• [Direction]
List each line of the material below that contains the string "excavator", matching case exactly.

BEGIN Records provided

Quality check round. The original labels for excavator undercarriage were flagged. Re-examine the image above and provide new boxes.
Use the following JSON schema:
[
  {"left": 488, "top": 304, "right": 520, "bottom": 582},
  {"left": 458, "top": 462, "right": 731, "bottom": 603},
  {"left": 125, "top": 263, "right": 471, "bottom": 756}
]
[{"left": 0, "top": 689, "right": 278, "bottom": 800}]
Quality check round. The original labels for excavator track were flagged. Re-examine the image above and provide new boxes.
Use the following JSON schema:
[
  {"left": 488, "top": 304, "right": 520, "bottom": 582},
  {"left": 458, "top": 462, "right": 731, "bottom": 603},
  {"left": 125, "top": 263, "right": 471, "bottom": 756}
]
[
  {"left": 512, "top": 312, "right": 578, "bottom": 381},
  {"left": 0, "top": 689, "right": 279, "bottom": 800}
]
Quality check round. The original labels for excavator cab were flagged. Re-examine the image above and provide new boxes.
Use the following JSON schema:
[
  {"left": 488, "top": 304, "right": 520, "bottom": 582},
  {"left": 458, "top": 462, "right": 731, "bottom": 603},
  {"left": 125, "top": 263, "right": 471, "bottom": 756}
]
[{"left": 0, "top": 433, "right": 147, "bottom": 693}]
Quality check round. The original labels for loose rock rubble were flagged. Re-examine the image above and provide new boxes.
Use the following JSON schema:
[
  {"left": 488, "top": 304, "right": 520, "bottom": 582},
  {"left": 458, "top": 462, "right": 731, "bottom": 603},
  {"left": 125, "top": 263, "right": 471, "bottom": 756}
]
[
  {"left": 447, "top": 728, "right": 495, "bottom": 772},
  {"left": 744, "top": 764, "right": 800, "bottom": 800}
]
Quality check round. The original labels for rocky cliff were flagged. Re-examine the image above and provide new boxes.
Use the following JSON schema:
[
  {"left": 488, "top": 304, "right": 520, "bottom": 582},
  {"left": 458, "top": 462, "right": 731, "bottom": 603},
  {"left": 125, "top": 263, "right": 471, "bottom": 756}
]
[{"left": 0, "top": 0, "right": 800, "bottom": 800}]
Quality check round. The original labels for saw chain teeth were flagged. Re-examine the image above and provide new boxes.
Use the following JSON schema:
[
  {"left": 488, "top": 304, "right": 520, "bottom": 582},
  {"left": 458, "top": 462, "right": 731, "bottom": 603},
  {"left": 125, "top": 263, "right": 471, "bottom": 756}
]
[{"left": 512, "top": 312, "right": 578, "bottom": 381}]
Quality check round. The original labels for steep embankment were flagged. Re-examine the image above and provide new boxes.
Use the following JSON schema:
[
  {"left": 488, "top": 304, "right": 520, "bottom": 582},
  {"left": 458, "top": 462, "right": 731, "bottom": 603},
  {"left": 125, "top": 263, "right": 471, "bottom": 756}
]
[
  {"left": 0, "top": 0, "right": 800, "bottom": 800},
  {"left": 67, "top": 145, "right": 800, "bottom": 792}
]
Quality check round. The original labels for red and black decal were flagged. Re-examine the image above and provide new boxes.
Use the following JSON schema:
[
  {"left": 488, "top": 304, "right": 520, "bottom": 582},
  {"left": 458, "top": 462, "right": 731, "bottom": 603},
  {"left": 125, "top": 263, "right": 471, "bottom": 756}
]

END Records provided

• [Correct result]
Quality check round. The original labels for excavator undercarriage were flagged. Re-examine the image above and provide new boxes.
Quality check round. The original labels for excavator track were flagged. Re-examine the image above and provide new boxes.
Quality check round. The original labels for excavator cab were flagged. Re-examine the image above and provide new boxes.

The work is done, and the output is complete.